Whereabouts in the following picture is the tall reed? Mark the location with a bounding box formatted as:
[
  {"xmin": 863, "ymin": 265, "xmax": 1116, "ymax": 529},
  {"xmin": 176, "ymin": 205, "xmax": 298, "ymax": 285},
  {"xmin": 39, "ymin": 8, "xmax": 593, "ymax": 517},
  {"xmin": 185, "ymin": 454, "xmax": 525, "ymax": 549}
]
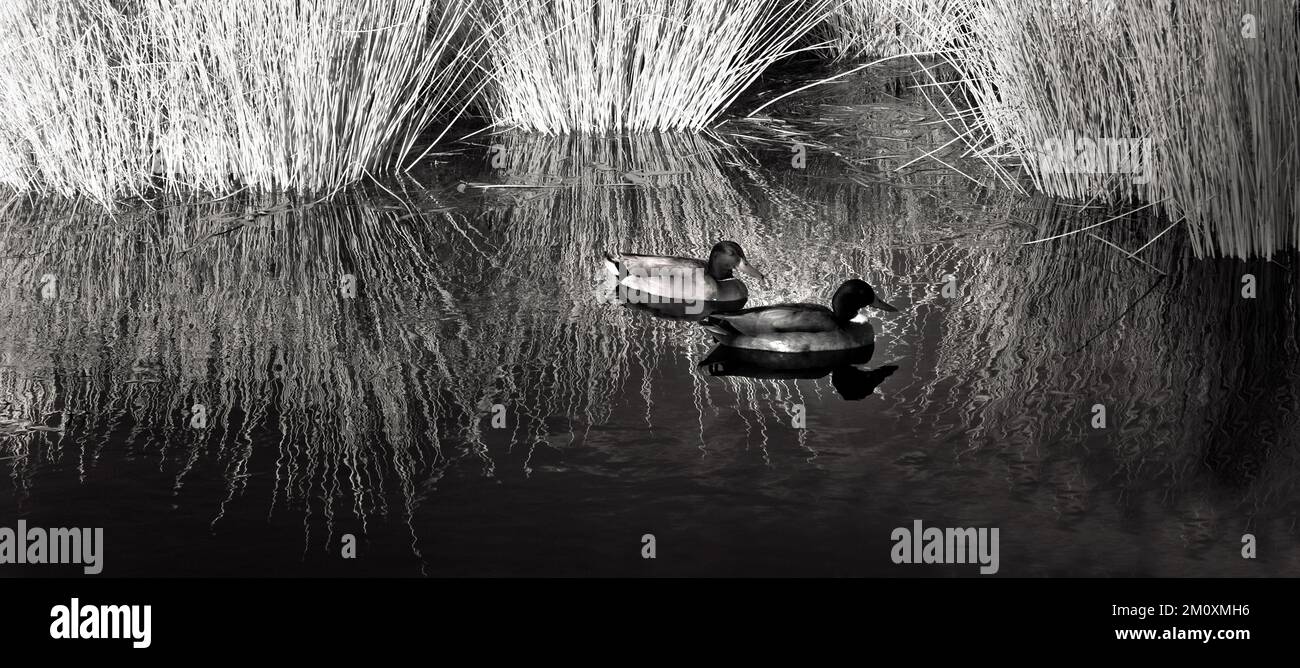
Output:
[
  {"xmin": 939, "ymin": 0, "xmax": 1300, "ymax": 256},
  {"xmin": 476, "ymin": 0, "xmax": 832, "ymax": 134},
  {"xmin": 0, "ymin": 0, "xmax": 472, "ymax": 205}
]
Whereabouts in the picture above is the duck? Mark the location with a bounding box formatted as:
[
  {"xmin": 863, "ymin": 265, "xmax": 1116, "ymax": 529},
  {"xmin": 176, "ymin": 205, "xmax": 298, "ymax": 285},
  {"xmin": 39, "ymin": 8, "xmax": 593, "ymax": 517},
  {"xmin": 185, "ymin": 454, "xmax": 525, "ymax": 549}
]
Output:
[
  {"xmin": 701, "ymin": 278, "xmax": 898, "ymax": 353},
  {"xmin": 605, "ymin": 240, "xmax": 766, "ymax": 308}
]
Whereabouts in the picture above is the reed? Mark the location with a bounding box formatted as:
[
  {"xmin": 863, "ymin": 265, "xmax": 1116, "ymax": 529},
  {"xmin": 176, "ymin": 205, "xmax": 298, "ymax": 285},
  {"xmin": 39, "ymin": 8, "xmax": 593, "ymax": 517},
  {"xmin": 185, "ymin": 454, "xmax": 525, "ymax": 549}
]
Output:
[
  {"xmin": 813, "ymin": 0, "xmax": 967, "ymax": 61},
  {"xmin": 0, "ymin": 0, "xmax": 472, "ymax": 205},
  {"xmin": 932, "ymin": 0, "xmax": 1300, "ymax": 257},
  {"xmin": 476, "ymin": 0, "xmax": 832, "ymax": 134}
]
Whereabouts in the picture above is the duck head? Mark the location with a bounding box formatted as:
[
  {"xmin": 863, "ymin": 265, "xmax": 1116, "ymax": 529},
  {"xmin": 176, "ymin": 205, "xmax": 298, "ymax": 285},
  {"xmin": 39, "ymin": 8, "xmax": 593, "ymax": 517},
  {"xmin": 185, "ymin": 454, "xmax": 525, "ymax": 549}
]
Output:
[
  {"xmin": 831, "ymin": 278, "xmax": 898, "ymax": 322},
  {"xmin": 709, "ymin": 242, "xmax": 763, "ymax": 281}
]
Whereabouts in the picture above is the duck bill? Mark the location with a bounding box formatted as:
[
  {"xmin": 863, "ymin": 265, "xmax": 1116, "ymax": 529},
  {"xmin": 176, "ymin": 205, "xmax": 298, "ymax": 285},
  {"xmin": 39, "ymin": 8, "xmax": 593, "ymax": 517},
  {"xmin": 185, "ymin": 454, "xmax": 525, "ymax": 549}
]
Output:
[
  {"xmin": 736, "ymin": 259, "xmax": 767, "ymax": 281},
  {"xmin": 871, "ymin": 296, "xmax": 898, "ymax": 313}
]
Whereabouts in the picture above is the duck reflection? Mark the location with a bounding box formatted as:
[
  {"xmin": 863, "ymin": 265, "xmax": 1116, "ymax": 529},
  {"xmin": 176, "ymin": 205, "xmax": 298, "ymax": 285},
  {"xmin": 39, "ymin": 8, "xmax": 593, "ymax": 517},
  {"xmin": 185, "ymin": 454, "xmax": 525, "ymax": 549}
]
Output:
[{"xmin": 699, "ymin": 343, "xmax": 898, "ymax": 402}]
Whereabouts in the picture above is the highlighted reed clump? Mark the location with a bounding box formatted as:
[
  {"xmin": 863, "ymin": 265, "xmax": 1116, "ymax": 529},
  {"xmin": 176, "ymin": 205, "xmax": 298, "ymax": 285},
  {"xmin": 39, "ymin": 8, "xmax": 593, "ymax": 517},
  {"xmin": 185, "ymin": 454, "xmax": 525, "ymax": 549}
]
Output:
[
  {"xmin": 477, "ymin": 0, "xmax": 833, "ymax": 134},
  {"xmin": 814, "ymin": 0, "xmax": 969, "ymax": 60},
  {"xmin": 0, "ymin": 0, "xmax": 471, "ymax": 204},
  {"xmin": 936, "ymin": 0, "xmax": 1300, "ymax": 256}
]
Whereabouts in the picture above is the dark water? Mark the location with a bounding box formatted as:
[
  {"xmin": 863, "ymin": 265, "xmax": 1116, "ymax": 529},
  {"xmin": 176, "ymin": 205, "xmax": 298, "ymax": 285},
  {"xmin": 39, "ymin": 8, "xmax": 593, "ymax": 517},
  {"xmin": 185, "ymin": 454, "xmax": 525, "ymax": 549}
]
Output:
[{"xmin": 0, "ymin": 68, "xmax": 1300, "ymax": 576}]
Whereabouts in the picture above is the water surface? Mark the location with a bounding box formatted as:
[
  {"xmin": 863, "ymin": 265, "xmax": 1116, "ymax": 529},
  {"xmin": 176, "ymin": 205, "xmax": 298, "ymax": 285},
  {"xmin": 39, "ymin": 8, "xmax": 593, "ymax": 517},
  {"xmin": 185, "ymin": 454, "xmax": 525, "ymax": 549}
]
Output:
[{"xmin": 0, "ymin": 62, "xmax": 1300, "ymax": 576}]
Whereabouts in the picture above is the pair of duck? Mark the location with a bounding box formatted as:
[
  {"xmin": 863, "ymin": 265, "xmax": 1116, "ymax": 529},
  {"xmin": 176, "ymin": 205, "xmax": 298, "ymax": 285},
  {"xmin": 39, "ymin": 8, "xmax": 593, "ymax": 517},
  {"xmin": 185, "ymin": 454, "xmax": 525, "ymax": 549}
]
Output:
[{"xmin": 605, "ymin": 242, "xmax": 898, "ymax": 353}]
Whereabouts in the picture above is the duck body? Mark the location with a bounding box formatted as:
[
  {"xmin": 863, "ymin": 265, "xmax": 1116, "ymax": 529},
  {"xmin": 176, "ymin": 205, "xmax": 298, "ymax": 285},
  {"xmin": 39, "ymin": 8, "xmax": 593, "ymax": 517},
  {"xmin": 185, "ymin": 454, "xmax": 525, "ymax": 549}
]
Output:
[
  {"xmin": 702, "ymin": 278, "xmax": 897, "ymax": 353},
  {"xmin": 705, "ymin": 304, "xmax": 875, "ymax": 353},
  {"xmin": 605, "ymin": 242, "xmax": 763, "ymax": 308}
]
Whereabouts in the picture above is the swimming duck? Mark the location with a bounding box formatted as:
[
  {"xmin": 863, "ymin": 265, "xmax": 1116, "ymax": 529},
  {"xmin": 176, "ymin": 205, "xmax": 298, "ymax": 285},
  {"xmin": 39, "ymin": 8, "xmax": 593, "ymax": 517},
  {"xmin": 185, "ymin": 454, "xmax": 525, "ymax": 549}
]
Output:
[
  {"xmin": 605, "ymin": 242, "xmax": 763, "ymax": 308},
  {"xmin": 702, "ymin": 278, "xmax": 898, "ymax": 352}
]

▶ Given task
Exclude all images and restate the records above word for word.

▶ Answer below
Whereabouts in the following picture is the tall reed? Mark the location with a bounding box formatted as:
[
  {"xmin": 863, "ymin": 265, "xmax": 1116, "ymax": 529},
  {"xmin": 176, "ymin": 205, "xmax": 298, "ymax": 285},
  {"xmin": 39, "ymin": 8, "xmax": 593, "ymax": 517},
  {"xmin": 185, "ymin": 454, "xmax": 525, "ymax": 549}
]
Output:
[
  {"xmin": 939, "ymin": 0, "xmax": 1300, "ymax": 256},
  {"xmin": 476, "ymin": 0, "xmax": 832, "ymax": 134},
  {"xmin": 0, "ymin": 0, "xmax": 472, "ymax": 205}
]
Whereabouts in the picture above is the duck? Mark the location with a bounding box formatted as:
[
  {"xmin": 863, "ymin": 265, "xmax": 1116, "ymax": 529},
  {"xmin": 176, "ymin": 205, "xmax": 298, "ymax": 285},
  {"xmin": 39, "ymin": 8, "xmax": 593, "ymax": 517},
  {"xmin": 185, "ymin": 454, "xmax": 525, "ymax": 549}
]
Output:
[
  {"xmin": 701, "ymin": 278, "xmax": 898, "ymax": 353},
  {"xmin": 605, "ymin": 240, "xmax": 766, "ymax": 308}
]
Whereabouts in the picture above is the reed? Mark the location with a bounding box formatted as:
[
  {"xmin": 863, "ymin": 265, "xmax": 1116, "ymax": 529},
  {"xmin": 176, "ymin": 205, "xmax": 298, "ymax": 285},
  {"xmin": 39, "ymin": 8, "xmax": 593, "ymax": 517},
  {"xmin": 185, "ymin": 454, "xmax": 525, "ymax": 549}
]
Output:
[
  {"xmin": 813, "ymin": 0, "xmax": 967, "ymax": 61},
  {"xmin": 0, "ymin": 0, "xmax": 472, "ymax": 205},
  {"xmin": 932, "ymin": 0, "xmax": 1300, "ymax": 257},
  {"xmin": 476, "ymin": 0, "xmax": 832, "ymax": 134}
]
Whereabouts in the picture above is the duck head? Mark the location with a bounding box formatted as:
[
  {"xmin": 863, "ymin": 265, "xmax": 1116, "ymax": 529},
  {"xmin": 176, "ymin": 205, "xmax": 298, "ymax": 285},
  {"xmin": 39, "ymin": 8, "xmax": 593, "ymax": 517},
  {"xmin": 185, "ymin": 454, "xmax": 525, "ymax": 549}
]
Output:
[
  {"xmin": 831, "ymin": 278, "xmax": 898, "ymax": 322},
  {"xmin": 709, "ymin": 242, "xmax": 763, "ymax": 281}
]
Whereabouts in the picture above is the duck bill? Mark the location with a bounding box formatted as:
[
  {"xmin": 863, "ymin": 265, "xmax": 1116, "ymax": 529},
  {"xmin": 176, "ymin": 205, "xmax": 298, "ymax": 285},
  {"xmin": 39, "ymin": 8, "xmax": 593, "ymax": 517},
  {"xmin": 185, "ymin": 454, "xmax": 525, "ymax": 549}
]
Output:
[
  {"xmin": 736, "ymin": 259, "xmax": 767, "ymax": 281},
  {"xmin": 871, "ymin": 296, "xmax": 898, "ymax": 313}
]
Whereabouts in the picture above is the duck reflection? Mark the location with a bounding box formatted as:
[
  {"xmin": 863, "ymin": 265, "xmax": 1116, "ymax": 529},
  {"xmin": 176, "ymin": 205, "xmax": 298, "ymax": 285},
  {"xmin": 39, "ymin": 8, "xmax": 593, "ymax": 517},
  {"xmin": 185, "ymin": 454, "xmax": 525, "ymax": 549}
]
Output:
[{"xmin": 699, "ymin": 343, "xmax": 898, "ymax": 402}]
Whereabouts in the picture above is the highlighted reed clump? Mark the location with a bounding box formatted as:
[
  {"xmin": 863, "ymin": 265, "xmax": 1116, "ymax": 529},
  {"xmin": 176, "ymin": 205, "xmax": 298, "ymax": 285},
  {"xmin": 39, "ymin": 8, "xmax": 593, "ymax": 517},
  {"xmin": 185, "ymin": 454, "xmax": 525, "ymax": 549}
]
Output:
[
  {"xmin": 477, "ymin": 0, "xmax": 833, "ymax": 134},
  {"xmin": 814, "ymin": 0, "xmax": 969, "ymax": 60},
  {"xmin": 0, "ymin": 0, "xmax": 471, "ymax": 204},
  {"xmin": 936, "ymin": 0, "xmax": 1300, "ymax": 256}
]
Whereabouts in the picture above is the dark water? Mark the location with a bounding box formatted as:
[
  {"xmin": 863, "ymin": 265, "xmax": 1116, "ymax": 529},
  {"xmin": 176, "ymin": 205, "xmax": 298, "ymax": 285},
  {"xmin": 39, "ymin": 8, "xmax": 593, "ymax": 517},
  {"xmin": 185, "ymin": 454, "xmax": 525, "ymax": 549}
]
Output:
[{"xmin": 0, "ymin": 68, "xmax": 1300, "ymax": 576}]
Whereabouts in the picture above is the water surface? Mark the location with a bounding box formatted as:
[
  {"xmin": 863, "ymin": 265, "xmax": 1116, "ymax": 529},
  {"xmin": 176, "ymin": 205, "xmax": 298, "ymax": 285},
  {"xmin": 39, "ymin": 8, "xmax": 593, "ymax": 517},
  {"xmin": 185, "ymin": 454, "xmax": 525, "ymax": 549}
]
Output:
[{"xmin": 0, "ymin": 62, "xmax": 1300, "ymax": 576}]
Whereabouts in the picture above is the pair of duck? Mark the location with a bounding box formatted as:
[
  {"xmin": 863, "ymin": 265, "xmax": 1116, "ymax": 529},
  {"xmin": 176, "ymin": 205, "xmax": 298, "ymax": 285},
  {"xmin": 39, "ymin": 8, "xmax": 593, "ymax": 517},
  {"xmin": 185, "ymin": 454, "xmax": 525, "ymax": 549}
]
Output:
[{"xmin": 605, "ymin": 242, "xmax": 898, "ymax": 353}]
Whereabouts in the picture above is the duck body? Mark the location with a bounding box formatted as:
[
  {"xmin": 863, "ymin": 265, "xmax": 1116, "ymax": 529},
  {"xmin": 176, "ymin": 205, "xmax": 298, "ymax": 285},
  {"xmin": 39, "ymin": 8, "xmax": 593, "ymax": 517},
  {"xmin": 185, "ymin": 454, "xmax": 525, "ymax": 549}
]
Output:
[
  {"xmin": 702, "ymin": 278, "xmax": 897, "ymax": 353},
  {"xmin": 705, "ymin": 304, "xmax": 875, "ymax": 353},
  {"xmin": 605, "ymin": 242, "xmax": 763, "ymax": 308}
]
Whereabouts in the picture above is the swimming duck? Mark the location with a bounding box formatted as:
[
  {"xmin": 863, "ymin": 265, "xmax": 1116, "ymax": 529},
  {"xmin": 176, "ymin": 205, "xmax": 298, "ymax": 285},
  {"xmin": 39, "ymin": 8, "xmax": 593, "ymax": 517},
  {"xmin": 185, "ymin": 454, "xmax": 525, "ymax": 549}
]
Output:
[
  {"xmin": 605, "ymin": 242, "xmax": 763, "ymax": 308},
  {"xmin": 702, "ymin": 278, "xmax": 898, "ymax": 352}
]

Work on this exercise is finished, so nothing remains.